About this task: Go through the entries below and print, exactly, the lines starting at the one with "Could you point at the chandelier candle" and ending at the one with "Target: white ceiling", keeping both ends and no others.

[Dataset items]
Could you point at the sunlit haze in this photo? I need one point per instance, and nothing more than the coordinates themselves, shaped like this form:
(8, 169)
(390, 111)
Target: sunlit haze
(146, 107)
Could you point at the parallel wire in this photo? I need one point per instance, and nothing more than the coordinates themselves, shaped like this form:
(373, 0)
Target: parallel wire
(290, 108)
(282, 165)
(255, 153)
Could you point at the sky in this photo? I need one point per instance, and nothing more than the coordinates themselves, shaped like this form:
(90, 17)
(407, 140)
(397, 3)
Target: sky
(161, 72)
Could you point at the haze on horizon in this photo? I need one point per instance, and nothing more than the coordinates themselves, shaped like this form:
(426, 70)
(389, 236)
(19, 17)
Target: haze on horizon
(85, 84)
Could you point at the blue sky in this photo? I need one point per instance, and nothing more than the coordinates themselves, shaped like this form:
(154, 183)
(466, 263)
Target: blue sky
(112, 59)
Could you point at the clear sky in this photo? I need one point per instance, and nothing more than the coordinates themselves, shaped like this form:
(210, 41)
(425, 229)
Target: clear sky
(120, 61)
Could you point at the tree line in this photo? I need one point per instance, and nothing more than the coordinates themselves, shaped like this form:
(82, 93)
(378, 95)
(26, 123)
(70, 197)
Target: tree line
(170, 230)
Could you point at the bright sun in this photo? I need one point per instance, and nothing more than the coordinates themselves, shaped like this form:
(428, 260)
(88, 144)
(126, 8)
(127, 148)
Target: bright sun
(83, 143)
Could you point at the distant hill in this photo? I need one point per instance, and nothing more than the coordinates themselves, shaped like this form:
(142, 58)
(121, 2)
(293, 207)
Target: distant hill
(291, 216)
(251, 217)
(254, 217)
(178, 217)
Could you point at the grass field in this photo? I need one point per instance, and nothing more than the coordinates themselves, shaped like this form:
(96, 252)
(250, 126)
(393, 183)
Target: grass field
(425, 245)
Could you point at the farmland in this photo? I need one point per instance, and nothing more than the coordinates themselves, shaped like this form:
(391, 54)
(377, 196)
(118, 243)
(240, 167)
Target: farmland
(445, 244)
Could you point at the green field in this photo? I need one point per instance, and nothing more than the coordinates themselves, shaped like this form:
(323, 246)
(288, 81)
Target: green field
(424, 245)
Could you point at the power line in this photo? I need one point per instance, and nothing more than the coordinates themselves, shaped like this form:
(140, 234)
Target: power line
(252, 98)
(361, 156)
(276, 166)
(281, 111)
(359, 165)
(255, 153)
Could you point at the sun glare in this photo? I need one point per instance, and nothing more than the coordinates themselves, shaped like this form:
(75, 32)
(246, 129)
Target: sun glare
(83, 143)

==

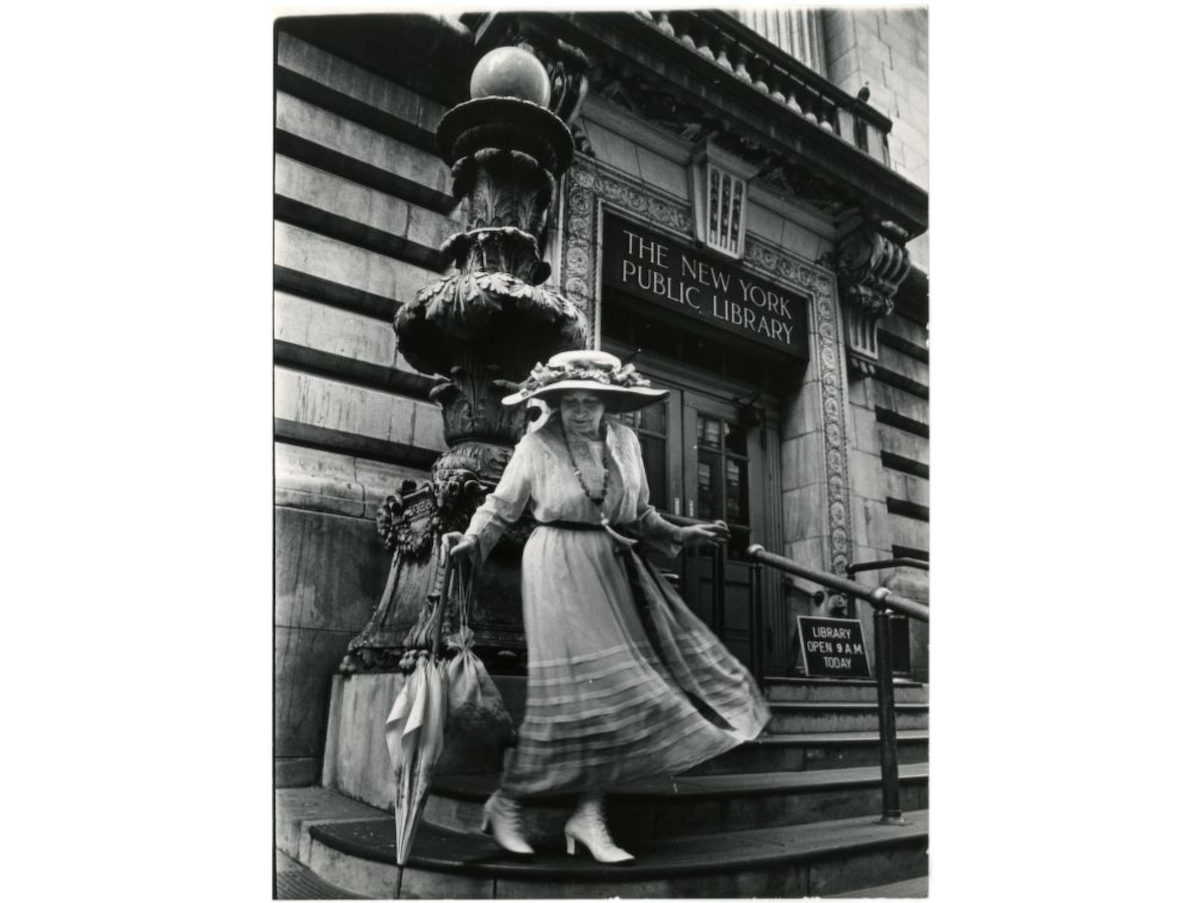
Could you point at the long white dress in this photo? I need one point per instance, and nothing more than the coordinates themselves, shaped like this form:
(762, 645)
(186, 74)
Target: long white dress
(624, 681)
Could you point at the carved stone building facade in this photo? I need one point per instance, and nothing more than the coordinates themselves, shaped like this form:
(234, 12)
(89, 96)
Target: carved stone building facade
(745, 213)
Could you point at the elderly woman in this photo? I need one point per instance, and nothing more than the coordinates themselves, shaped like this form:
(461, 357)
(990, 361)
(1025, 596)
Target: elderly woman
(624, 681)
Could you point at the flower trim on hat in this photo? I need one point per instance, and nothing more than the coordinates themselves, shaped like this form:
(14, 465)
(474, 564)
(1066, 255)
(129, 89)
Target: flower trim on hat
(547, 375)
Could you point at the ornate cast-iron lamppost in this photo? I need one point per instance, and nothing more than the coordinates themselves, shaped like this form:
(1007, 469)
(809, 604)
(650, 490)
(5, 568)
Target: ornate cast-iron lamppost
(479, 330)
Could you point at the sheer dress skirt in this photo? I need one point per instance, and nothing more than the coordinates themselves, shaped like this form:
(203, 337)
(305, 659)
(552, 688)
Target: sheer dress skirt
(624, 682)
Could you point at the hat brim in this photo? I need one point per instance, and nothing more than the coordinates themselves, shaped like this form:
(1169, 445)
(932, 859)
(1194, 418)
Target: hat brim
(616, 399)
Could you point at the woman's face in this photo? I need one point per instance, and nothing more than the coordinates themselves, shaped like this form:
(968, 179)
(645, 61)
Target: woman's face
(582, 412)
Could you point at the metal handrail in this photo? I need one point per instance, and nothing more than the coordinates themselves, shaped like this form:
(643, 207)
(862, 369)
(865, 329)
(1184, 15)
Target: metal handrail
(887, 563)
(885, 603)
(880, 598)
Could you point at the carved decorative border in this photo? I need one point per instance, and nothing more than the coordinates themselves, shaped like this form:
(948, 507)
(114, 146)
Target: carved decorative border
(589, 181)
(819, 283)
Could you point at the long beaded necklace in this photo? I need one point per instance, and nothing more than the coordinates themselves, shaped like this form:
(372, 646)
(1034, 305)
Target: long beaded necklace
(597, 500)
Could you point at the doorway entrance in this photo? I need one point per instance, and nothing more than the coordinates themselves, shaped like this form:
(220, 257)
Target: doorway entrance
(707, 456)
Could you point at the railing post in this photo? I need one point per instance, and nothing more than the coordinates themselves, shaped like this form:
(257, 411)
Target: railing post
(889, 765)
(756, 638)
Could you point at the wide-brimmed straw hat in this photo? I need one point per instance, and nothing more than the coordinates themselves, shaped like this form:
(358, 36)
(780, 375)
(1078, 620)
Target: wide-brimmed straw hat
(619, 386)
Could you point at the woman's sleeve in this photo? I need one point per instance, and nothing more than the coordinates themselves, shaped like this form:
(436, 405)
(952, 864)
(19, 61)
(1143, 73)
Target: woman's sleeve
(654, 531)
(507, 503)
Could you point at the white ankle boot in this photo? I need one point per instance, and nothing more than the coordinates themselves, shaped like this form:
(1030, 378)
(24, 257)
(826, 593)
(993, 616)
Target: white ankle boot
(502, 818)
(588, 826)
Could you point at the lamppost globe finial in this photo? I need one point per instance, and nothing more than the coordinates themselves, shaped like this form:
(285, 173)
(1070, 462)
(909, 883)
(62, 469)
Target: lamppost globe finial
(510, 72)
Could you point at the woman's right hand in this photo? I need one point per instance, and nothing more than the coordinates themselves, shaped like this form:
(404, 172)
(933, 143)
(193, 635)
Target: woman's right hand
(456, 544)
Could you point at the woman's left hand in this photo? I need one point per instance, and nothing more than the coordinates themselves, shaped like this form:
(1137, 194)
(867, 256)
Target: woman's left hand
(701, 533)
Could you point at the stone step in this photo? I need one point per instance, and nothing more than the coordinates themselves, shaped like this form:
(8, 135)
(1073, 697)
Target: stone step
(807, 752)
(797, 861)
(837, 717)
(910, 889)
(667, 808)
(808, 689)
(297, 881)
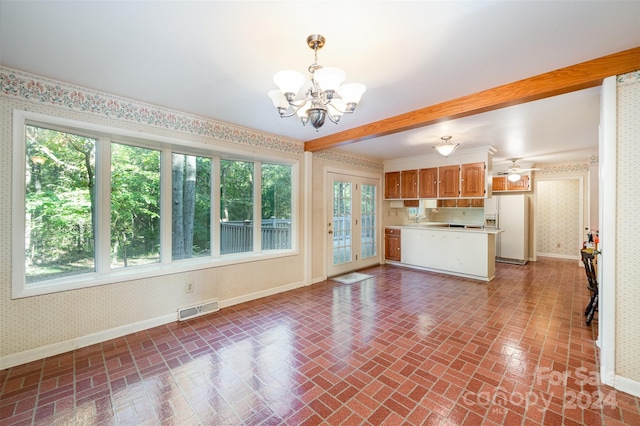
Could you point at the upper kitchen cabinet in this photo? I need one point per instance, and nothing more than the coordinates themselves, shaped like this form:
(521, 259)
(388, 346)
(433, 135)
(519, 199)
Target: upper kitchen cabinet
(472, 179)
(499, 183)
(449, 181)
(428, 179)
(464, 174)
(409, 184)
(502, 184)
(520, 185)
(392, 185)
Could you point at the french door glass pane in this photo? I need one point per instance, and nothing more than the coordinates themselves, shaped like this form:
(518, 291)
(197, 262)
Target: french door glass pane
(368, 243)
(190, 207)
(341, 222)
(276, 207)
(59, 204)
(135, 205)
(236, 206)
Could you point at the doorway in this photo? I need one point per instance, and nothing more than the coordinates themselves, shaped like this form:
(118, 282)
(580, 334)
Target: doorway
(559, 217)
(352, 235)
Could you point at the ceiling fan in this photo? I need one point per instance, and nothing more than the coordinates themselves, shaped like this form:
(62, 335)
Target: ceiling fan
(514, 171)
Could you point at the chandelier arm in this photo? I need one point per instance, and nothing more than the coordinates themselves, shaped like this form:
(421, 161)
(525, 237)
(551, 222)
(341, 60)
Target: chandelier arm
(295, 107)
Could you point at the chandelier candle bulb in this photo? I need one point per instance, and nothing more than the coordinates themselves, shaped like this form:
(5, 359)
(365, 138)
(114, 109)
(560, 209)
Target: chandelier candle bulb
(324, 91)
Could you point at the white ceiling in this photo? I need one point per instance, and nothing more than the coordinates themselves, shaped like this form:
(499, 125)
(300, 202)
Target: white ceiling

==

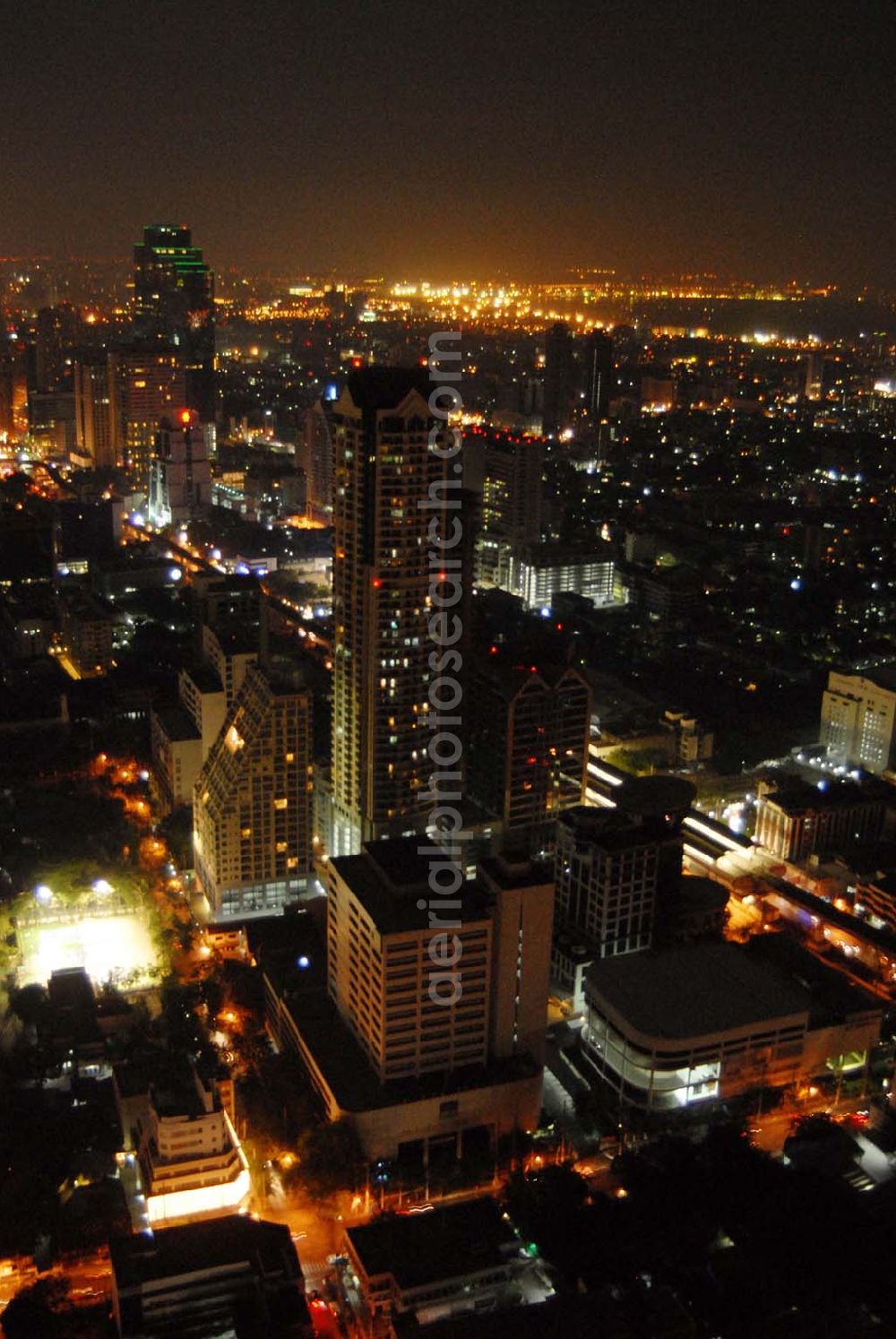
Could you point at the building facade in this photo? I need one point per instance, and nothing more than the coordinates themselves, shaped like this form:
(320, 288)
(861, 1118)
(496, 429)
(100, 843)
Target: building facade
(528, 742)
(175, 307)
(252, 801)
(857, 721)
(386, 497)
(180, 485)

Answer below:
Could you point at the chandelier candle bulb in this photo? I need one point per instance, and nothing more than the coordinates themselves, shaped like this form:
(5, 359)
(365, 138)
(114, 109)
(560, 209)
Target: chandelier candle bulb
(324, 91)
Could you point at the white ceiling in this photo? I need one point per instance, and nothing more than the coordinates themselves, shaped like this form:
(499, 125)
(300, 202)
Target: white ceiling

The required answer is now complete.